Then, in 1925, at the age of 17, Coldstream met, through his circle of friends, a young undergraduate then at Christ Church, Oxford: the 18-year-old W H Auden, who never stopped talking, and whose pockets were stuffed with poems he had written. Although Coldstream and Auden were not to meet again for some nine years, fate was moving William away from the family traditions of medicine, the law, and the services, to something altogether different. On 12 April 1926, William Coldstream entered the Slade School of Art; the life of this Belford boy began to be the life of an artist.

 

 

 

By the time he finished studying at the Slade, William had still to find his own style; like so many others at this stage, he is experimenting. For a while, he was influenced by the French painters, Georges Braque and Heenri Matisse; then by the English artist, Walter Sickert, famous for his pictures of London's music halls. In July 1931, William married fellow aspiring artist, Nancy Sharp, the daughter of another doctor, who was soon to be his wife. They married despite strong opposition from Nancy's father who 'saw no prospects in his daughter marrying a painter'.

 

 

 

 

The 1930s were not easy years for Coldstream, artistically or personally. Financial pressures were exacerbated by the economic slump which affected so many. Relations with Nancy were strained as both tried make their names as painters; then, in September 1932, their first daughter, Juliet, was born. Coldstream was not making enough money from painting to support his young family, so something had to change.

 

 

 

In 1934, Coldstream, having declared, 'I am finished with painting', joined the GPO Film Unit under John Grierson, as a 'part-time freelance Assistant Director' on 30/- a week. He worked on films about the Post Office Savings Bank, the story of the wheel, locomotives, farming and Coal Face, about the mining industry. In the Film Unit his collaborators included W. H. Auden and Benjamin Britten. He continued to paint, however, and eventualy an annual stipend from Kenneth Clark (in response to the Plan for Artists that Coldstream wrote with his friend and fellow artist, Graham Bell) enabled him to return to full-time painting in 1937.

■ Tasks to perform:
a: From the passage on William Coldstream, copy verbatim the part that opens with the words containing "Then, in 1925, at" and closes with "of an artist.".
b: Name every subject of the films Coldstream worked on at the GPO Film Unit, according to the passage on William Coldstream.
c: Pick up the passage on William Coldstream after its final sentence and continue it.

■ Data shown:
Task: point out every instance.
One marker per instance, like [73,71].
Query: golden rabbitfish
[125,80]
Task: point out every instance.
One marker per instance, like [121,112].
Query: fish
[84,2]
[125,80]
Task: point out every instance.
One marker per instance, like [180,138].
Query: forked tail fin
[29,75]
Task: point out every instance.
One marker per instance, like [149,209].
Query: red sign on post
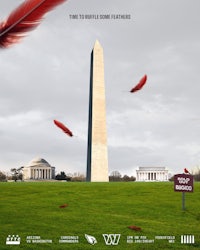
[183,183]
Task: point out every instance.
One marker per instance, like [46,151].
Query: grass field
[32,209]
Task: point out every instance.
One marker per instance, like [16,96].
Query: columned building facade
[152,174]
[38,169]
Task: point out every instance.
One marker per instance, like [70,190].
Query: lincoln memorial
[38,169]
[152,174]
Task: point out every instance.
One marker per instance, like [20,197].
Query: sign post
[183,183]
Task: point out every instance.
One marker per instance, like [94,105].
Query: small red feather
[63,206]
[63,127]
[140,84]
[186,171]
[26,17]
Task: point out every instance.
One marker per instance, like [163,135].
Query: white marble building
[152,174]
[38,169]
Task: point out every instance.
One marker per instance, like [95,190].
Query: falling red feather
[140,84]
[63,206]
[63,127]
[24,18]
[186,171]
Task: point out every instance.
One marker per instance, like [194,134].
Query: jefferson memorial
[152,174]
[38,169]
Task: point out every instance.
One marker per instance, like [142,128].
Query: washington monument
[97,153]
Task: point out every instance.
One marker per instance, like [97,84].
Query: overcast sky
[46,77]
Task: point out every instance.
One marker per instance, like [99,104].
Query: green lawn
[32,209]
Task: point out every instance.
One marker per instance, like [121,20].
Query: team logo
[91,239]
[111,239]
[13,240]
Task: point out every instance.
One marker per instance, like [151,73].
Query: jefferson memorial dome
[38,169]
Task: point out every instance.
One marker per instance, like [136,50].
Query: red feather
[63,206]
[186,171]
[140,84]
[63,127]
[24,18]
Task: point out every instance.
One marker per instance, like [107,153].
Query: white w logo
[111,239]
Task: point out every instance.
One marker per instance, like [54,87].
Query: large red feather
[24,18]
[63,127]
[140,84]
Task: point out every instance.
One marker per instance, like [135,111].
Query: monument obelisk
[97,153]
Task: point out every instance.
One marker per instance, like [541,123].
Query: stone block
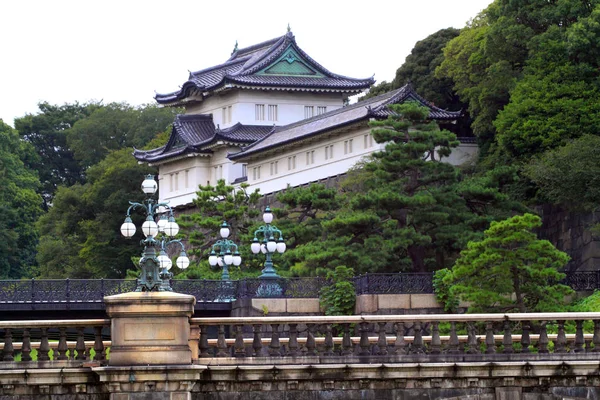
[303,306]
[424,301]
[269,305]
[394,301]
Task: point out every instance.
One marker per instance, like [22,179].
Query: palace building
[272,116]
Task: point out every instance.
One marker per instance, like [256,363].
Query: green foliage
[339,298]
[216,204]
[20,206]
[569,175]
[80,234]
[510,270]
[443,290]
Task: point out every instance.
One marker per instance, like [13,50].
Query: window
[260,112]
[272,112]
[291,163]
[310,157]
[309,111]
[348,146]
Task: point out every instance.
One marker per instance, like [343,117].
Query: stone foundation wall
[570,232]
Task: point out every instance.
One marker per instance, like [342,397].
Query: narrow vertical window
[272,112]
[308,111]
[260,112]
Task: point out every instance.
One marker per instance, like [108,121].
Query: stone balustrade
[394,338]
[62,342]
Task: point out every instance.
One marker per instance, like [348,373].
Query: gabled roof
[375,107]
[195,134]
[275,64]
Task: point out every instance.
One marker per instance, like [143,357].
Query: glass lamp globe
[162,223]
[171,229]
[268,215]
[164,260]
[271,245]
[149,185]
[224,232]
[255,246]
[128,228]
[212,259]
[149,227]
[281,246]
[183,261]
[228,258]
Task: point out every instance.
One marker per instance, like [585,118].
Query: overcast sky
[65,51]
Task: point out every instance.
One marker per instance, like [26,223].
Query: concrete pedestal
[150,328]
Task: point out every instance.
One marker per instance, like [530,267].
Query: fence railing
[92,291]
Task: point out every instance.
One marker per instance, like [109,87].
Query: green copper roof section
[290,64]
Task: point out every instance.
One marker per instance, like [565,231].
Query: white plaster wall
[290,106]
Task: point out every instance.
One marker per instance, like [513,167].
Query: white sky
[64,51]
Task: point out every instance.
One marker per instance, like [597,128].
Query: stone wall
[570,232]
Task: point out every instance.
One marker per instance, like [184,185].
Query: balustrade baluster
[417,346]
[275,346]
[543,340]
[596,337]
[453,344]
[525,339]
[257,341]
[436,341]
[240,349]
[400,344]
[62,348]
[221,344]
[490,343]
[203,344]
[8,351]
[364,339]
[346,341]
[561,339]
[98,344]
[26,347]
[579,341]
[472,339]
[328,340]
[44,346]
[507,339]
[311,348]
[293,342]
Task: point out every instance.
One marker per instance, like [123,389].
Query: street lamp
[272,241]
[155,265]
[224,252]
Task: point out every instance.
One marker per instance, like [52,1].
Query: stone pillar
[150,328]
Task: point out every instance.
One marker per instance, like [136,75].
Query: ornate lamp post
[155,263]
[272,241]
[224,252]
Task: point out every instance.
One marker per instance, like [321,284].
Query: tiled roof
[375,107]
[249,67]
[195,133]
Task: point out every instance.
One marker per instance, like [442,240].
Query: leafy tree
[20,206]
[80,235]
[510,270]
[216,204]
[115,126]
[569,175]
[53,159]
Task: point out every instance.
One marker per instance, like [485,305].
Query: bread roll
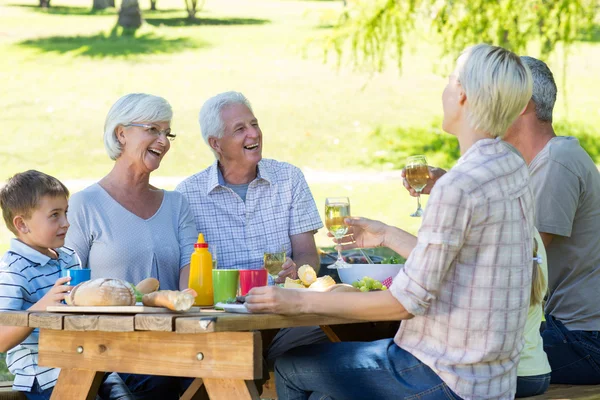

■ Answers:
a:
Then, in 1925, at the age of 17, Coldstream met, through his circle of friends, a young undergraduate then at Christ Church, Oxford: the 18-year-old W H Auden, who never stopped talking, and whose pockets were stuffed with poems he had written. Although Coldstream and Auden were not to meet again for some nine years, fate was moving William away from the family traditions of medicine, the law, and the services, to something altogether different. On 12 April 1926, William Coldstream entered the Slade School of Art; the life of this Belford boy began to be the life of an artist.

b:
- the Post Office Savings Bank
- the story of the wheel
- locomotives
- farming
- the mining industry (Coal Face)

c:
 

 

 

Later that same year, Coldstream, Claude Rogers, Graham Bell and Victor Pasmore, co-founded a School of Drawing and Painting, known as the Euston Road School, with which their circle would become synonymous. Though he became principally a portrait painter, Coldstream's political commitment was witnessed by his 1938 painting trip with Bell to Bolton, Lancashire as part of Mass Observation's social survey of Britain.

 

 

 

In 1940, he enlisted in the army and trained as a gunner until, again thanks to Kenneth Clark, commissioned as an official war artist in 1943. He travelled first to Egypt and on to Italy in 1944. He returned to London in July 1945 and joined the staff of Camberwell School of Arts and Crafts in November. He became Head of Painting there in 1948, before being appointed Slade Professor of Fine Art, University College, London the following year.

 

 

 

Through his position at the Slade, Coldstream was appointed to numerous positions in the wider art. He was a Trustee of the National Gallery (1948-1963); Trustee of the Tate Gallery (1949-1963); Chairman of the Arts Panel, Arts Council of Great Britain (1953-1962); Board of Directors, the Royal Opera House (1957-1962); Chairman, National Advisory Council on Art Education (1958-1971), during which time two important reports were published under his name in 1960 and 1970: Vice-Chairman, Arts Council of Great Britain (1962-1970); Chairman, British Film Institute (1964-1971).

 

 

 

These responsibilities, which were rewarded by a CBE in 1952 and a knighthood in 1956, and his famously slow working methods restricted Coldstream's production to three or four paintings a year. As a result, he rarely showed his work: a touring retrospective in 1962 was his first one-person exhibition, though others followed in 1976 and 1984 at the Anthony d'Offay Gallery. His marriage to Nancy having ended during the war, Coldstream had married his former model, Monica Hoyer, in 1961. He retired from the Slade in 1975 and, following some years of ill-health, died on 18th February 1987.